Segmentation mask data
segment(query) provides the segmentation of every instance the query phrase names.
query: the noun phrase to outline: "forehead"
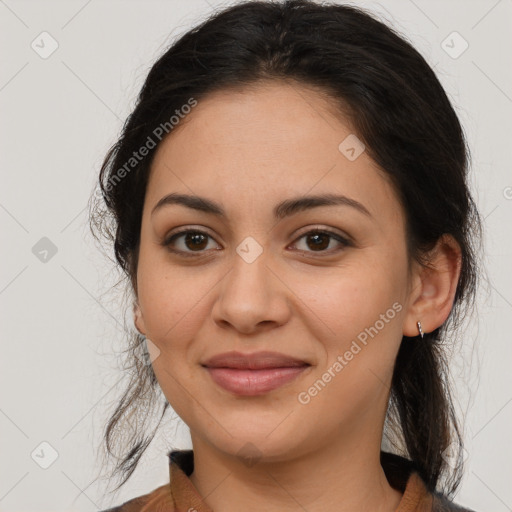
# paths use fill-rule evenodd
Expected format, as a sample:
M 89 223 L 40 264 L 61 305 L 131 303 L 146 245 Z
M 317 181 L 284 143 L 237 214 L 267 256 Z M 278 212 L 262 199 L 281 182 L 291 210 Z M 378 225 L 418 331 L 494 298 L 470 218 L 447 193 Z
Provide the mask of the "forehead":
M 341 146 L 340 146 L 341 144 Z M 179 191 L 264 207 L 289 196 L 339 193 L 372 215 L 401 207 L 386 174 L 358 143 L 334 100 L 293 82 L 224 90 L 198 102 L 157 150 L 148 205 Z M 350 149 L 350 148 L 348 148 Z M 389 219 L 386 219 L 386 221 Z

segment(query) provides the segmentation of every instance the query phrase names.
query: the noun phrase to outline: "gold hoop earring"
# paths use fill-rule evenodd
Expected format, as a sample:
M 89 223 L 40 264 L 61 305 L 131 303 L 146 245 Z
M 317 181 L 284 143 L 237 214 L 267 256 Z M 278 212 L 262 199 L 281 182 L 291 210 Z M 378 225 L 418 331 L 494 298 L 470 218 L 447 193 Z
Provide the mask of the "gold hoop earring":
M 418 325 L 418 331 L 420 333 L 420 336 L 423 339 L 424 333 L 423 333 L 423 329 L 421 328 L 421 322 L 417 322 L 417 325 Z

--

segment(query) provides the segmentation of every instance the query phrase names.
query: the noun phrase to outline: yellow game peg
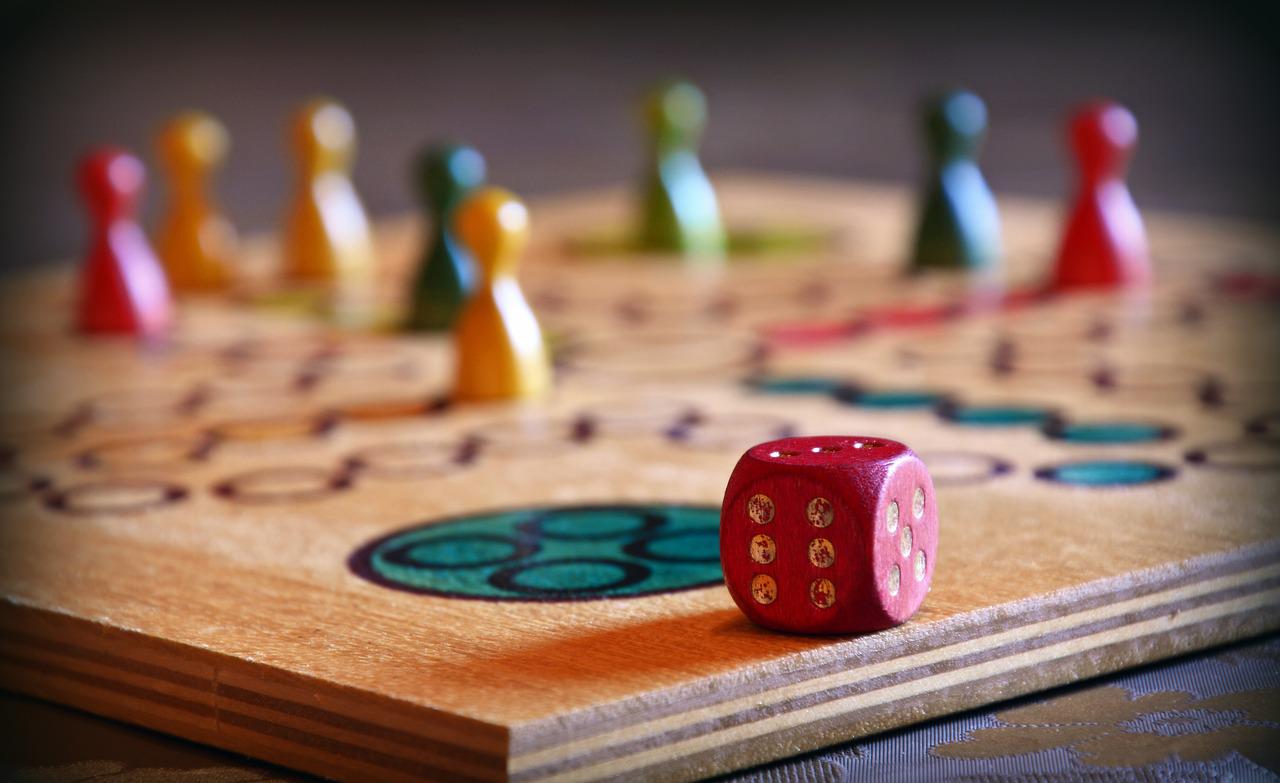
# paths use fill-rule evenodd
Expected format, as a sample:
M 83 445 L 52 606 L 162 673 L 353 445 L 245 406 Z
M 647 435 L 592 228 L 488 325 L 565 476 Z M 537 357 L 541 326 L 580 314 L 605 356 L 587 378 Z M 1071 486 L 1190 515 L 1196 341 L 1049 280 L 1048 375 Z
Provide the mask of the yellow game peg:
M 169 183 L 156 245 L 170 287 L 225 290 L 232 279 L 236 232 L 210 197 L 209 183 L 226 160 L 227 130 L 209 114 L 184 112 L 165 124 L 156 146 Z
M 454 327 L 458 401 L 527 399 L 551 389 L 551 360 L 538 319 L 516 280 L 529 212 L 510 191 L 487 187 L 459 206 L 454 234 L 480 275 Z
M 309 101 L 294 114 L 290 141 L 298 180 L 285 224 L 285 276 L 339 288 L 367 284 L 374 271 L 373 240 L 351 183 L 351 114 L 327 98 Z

## Exercise directions
Copy each line above that contains the word "noun".

## Written solution
query: the noun phrase to outline: "forehead"
query: the noun phrase to outline: "gold hoop earring"
query: the noun phrase to outline: yellow game peg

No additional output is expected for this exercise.